* [Exercise]
Each entry has to be copied exactly, with nothing missed.

* [Excerpt from a dataset]

= = = = = = =

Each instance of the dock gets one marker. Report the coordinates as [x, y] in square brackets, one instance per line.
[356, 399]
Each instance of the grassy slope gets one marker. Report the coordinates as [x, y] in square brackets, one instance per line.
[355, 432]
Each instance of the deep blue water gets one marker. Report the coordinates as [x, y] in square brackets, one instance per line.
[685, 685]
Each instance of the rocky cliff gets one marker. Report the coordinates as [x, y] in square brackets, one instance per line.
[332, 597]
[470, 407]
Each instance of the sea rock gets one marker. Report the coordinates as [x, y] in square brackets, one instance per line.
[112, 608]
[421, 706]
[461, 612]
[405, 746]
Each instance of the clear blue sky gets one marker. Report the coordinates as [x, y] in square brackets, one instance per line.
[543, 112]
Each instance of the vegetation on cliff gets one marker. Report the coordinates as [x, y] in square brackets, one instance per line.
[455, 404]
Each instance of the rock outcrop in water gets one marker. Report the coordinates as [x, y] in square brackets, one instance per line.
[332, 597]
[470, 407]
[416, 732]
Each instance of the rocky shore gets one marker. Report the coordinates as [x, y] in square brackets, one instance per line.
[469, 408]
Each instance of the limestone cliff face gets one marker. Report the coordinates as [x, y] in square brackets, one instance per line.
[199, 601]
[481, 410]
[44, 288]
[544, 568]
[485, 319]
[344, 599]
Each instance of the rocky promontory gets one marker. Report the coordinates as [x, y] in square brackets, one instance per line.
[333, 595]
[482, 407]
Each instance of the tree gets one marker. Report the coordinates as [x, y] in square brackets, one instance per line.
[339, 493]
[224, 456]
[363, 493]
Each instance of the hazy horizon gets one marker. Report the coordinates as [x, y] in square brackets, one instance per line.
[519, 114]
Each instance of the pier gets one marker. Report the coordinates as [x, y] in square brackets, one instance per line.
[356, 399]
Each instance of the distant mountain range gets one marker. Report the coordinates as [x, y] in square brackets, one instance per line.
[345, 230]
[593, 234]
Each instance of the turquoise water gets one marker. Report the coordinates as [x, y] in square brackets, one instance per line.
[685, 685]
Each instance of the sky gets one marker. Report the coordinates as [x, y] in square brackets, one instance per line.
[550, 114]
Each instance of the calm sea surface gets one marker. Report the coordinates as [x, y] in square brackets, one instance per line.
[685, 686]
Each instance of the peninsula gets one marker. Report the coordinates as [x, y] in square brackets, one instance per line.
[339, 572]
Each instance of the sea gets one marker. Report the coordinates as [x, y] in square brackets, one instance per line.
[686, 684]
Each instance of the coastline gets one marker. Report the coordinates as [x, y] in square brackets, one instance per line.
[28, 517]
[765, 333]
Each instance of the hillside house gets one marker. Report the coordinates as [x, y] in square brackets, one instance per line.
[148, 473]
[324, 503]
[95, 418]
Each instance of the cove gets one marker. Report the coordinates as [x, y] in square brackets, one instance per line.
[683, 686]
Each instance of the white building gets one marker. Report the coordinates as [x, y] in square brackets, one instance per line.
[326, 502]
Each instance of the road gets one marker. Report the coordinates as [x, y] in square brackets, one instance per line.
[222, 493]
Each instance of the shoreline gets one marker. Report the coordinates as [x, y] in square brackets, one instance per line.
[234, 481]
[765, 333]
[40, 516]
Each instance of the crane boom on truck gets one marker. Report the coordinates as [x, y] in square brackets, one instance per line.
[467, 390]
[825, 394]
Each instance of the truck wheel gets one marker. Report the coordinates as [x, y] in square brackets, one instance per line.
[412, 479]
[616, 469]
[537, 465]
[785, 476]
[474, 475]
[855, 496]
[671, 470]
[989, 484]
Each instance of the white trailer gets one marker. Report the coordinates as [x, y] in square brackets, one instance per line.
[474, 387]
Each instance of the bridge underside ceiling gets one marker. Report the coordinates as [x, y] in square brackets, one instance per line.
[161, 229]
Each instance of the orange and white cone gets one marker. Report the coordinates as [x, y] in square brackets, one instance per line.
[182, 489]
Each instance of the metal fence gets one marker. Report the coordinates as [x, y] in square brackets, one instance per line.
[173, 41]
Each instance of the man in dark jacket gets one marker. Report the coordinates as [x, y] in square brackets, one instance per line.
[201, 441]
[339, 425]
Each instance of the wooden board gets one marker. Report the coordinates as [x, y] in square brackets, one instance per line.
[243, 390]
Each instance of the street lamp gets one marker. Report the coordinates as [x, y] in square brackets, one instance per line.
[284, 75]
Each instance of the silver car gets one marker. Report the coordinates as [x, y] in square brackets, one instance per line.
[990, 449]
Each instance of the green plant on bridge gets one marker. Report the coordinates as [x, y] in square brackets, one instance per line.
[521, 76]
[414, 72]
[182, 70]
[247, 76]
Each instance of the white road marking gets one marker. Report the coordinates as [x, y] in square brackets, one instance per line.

= = = = = = =

* [Result]
Each instance of the dock gets one marker. Report the coordinates as [x, y] in square brackets, one instance per line.
[356, 399]
Each instance of the grassy slope gets one marker. Report the coordinates as [x, y] in square brackets, one instance per line.
[355, 432]
Each instance of the deep blue water gets one marker. Report the coordinates as [x, y] in square brackets, one instance per line.
[685, 685]
Each instance of the rocky cliff gets one marker. Report the coordinates as [x, y] in square brackets, one instance per line.
[332, 597]
[470, 407]
Each instance of the sea rock gets one marker. Report the coordinates as [x, y] in square brackets, one instance per line.
[112, 608]
[421, 706]
[461, 612]
[405, 746]
Each instance of the clear blue sky gets one marker. Report the coordinates as [x, y] in square brackets, one instance per line.
[543, 112]
Each instance of the vegetation on cliff gets one marker. Report the coordinates as [x, y] in square brackets, one instance per line.
[455, 404]
Each instance of the rock outcrop in water gets one marker. Report the coordinates as [x, y] in square brackets, one instance per line.
[332, 597]
[470, 407]
[416, 732]
Each instance of the rocky shore gets one marker. Report the coordinates as [x, y] in square brackets, one instance per line.
[469, 408]
Each instance of the limestone cliff face gets one marker. Report the coordinates as [x, y] in square brackets, one instance per line.
[199, 601]
[481, 410]
[44, 288]
[544, 568]
[485, 319]
[344, 599]
Each instance of the rocky promontory gets one marker. Report the coordinates as [x, y] in square brackets, one instance per line.
[333, 595]
[482, 407]
Each instance of the tree gets one marker. Report the coordinates as [x, y] in square brackets, one instance per line.
[339, 493]
[224, 456]
[363, 493]
Each instance of the hazy horizon gets one marker. Report the coordinates as [x, y] in square brackets, one instance per line.
[519, 114]
Each instance of the pier gets one marker. Report the coordinates as [x, y] in square brackets, one instance per line.
[356, 399]
Each instance of the distant mountain range gets one marker. Report the coordinates as [x, y] in square brackets, one instance per line.
[345, 230]
[593, 234]
Each instance of the turquoise water gets one marker. Report the coordinates as [x, y] in square brackets, one instance per line.
[685, 685]
Each instance of the sky gets one marker. Report the coordinates as [x, y] in square brackets, one instance per line.
[550, 114]
Each instance of the calm sea surface gets one marker. Report the coordinates as [x, y] in square brackets, one instance per line.
[685, 686]
Each instance of the peninsula gets one marker. Report the coordinates as [x, y] in square brackets, one instance per line.
[339, 572]
Each instance of the sea gets one marker. Report the coordinates as [x, y] in square brackets, one instance per line.
[686, 684]
Each instance of the coastline gets one marker. Report the coordinates as [x, y] in square brackets, one instance per line.
[28, 517]
[765, 333]
Each instance of the hillside house gets one marker. Report the coordinates as [x, y] in square brackets, one instance per line.
[148, 473]
[324, 503]
[95, 418]
Each instance of the cove gets one marker. Report the coordinates as [x, y] in square brackets, one instance per line.
[683, 686]
Each instance of the white building gets one marker. Report the coordinates as [x, y] in square brackets, one instance per line.
[326, 502]
Each instance of the road gets one marker. Report the coordinates as [x, y] in square brackets, one instance per line.
[222, 493]
Each instance of the shoreline gets one marker. Report the coordinates as [x, y] in square brackets, one instance per line.
[234, 481]
[765, 333]
[40, 516]
Each instance of the crane boom on truck gets one marker. Report the coordinates as [x, y] in square brackets, one instance per line.
[467, 390]
[825, 394]
Each instance of the truck wheel gets one marker. Report the coordinates as [x, y] in square brackets, one instance per line.
[412, 479]
[616, 469]
[537, 465]
[785, 476]
[474, 475]
[855, 496]
[671, 470]
[989, 484]
Each instance of the white trailer gets one marker. Report the coordinates as [x, y] in square brackets, one instance per line.
[474, 387]
Each instance of the bridge underside ceiling gets one marker. Report the coordinates as [x, y] in square brackets, one instance per line.
[161, 229]
Each instance of the orange and white cone gets one marker. Report the coordinates as [x, y] in square brackets, one instance per line.
[182, 489]
Each instance of the metal fence gets one marker. Report the coordinates as [x, y] in square brackets, one instance per line.
[173, 41]
Each instance of the man in dark jacket gets one marker. Report the coordinates as [x, y] in square brackets, one instance per line.
[201, 441]
[339, 425]
Each instance of the wooden board gets one marker. Report the coordinates as [x, y] in square brackets, one instance per line.
[243, 390]
Each instance of the street lamp gets one marker. Report the coordinates as [x, y] in square brackets, one instance per line.
[284, 75]
Each instance of the silver car gets one marker. Report the coordinates as [x, y] in square brackets, one instance per line.
[990, 449]
Each instance of the green plant on bridge gets one marker. Report the coordinates as [x, y] in square brackets, one instance per line.
[521, 76]
[414, 72]
[182, 70]
[247, 76]
Each instance of the white road marking gets one marker. Report the coordinates as [x, y] in square brackets, one instance per line.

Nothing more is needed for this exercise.